# [Aim of the task]
Your task is to set down the records below again, exactly.

# [Data for this task]
=-=-=-=-=

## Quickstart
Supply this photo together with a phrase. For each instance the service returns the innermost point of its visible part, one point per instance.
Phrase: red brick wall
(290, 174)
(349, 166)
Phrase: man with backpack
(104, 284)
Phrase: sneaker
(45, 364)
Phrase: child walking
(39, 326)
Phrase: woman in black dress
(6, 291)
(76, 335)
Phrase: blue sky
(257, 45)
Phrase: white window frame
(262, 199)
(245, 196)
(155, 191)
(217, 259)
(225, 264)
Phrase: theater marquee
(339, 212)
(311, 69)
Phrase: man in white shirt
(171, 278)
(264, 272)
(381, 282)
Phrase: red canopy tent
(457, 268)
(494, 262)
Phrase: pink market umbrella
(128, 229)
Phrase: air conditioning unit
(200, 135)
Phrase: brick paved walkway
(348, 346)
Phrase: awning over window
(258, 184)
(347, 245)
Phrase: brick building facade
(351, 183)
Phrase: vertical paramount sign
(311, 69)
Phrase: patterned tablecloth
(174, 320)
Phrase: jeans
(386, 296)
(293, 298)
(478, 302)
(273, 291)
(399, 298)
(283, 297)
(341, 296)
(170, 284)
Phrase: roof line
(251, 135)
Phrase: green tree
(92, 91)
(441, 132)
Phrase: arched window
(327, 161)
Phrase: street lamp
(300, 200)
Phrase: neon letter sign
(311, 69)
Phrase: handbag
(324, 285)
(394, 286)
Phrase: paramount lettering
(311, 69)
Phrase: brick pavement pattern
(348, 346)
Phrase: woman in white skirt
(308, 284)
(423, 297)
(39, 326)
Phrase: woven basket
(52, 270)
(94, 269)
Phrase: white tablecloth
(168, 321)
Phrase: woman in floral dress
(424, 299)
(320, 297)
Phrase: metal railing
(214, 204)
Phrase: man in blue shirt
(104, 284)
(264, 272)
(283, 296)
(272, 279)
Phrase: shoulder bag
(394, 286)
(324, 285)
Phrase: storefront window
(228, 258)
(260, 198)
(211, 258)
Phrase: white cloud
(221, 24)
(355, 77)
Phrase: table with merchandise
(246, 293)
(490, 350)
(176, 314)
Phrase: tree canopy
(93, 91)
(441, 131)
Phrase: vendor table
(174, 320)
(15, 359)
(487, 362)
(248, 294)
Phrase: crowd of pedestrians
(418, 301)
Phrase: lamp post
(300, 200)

=-=-=-=-=

# [Task response]
## Quickstart
Supply this photo together with a phrase. For each instance the service returns the innermost point of its visible part, one point per instance.
Phrase: red brick wall
(290, 174)
(349, 166)
Phrase: man with backpack
(104, 284)
Phrase: sneaker
(45, 364)
Phrase: child walking
(39, 326)
Phrase: woman in black dress
(6, 291)
(76, 335)
Phrase: blue sky
(257, 45)
Phrase: white window frame
(262, 199)
(245, 196)
(155, 191)
(217, 259)
(225, 264)
Phrase: theater marquee
(339, 212)
(311, 69)
Phrase: man in white shirt
(171, 278)
(264, 272)
(381, 282)
Phrase: red canopy tent
(457, 268)
(494, 262)
Phrase: pink market umbrella
(128, 229)
Phrase: air conditioning unit
(200, 135)
Phrase: brick paved walkway
(348, 346)
Phrase: awning over window
(258, 184)
(347, 245)
Phrase: brick building facade
(351, 183)
Phrase: vertical paramount sign
(311, 69)
Phrase: patterned tablecloth
(174, 320)
Phrase: jeans
(386, 296)
(293, 298)
(478, 302)
(273, 291)
(399, 298)
(283, 297)
(341, 296)
(170, 284)
Phrase: roof line
(251, 135)
Phrase: green tree
(92, 91)
(441, 132)
Phrase: arched window
(327, 161)
Phrase: street lamp
(300, 200)
Phrase: neon letter sign
(311, 69)
Phrase: handbag
(324, 285)
(394, 286)
Phrase: paramount lettering
(311, 69)
Phrase: brick pavement pattern
(348, 346)
Phrase: woman in white skirt
(308, 284)
(423, 297)
(39, 326)
Phrase: woven basket
(52, 270)
(94, 269)
Phrase: white tablecloth
(168, 321)
Phrase: woman in floral dress
(424, 299)
(320, 297)
Phrase: metal railing
(214, 204)
Phrase: man in blue shirt
(104, 284)
(264, 272)
(283, 296)
(272, 279)
Phrase: shoulder bag
(394, 286)
(324, 285)
Phrase: storefront window
(228, 258)
(260, 198)
(211, 258)
Phrase: white cloud
(221, 24)
(355, 77)
Phrase: table with merchandise
(246, 293)
(490, 350)
(176, 314)
Phrase: tree canopy
(93, 91)
(441, 131)
Phrase: vendor table
(174, 320)
(15, 359)
(487, 362)
(248, 294)
Phrase: crowd of pedestrians
(418, 301)
Phrase: lamp post
(300, 200)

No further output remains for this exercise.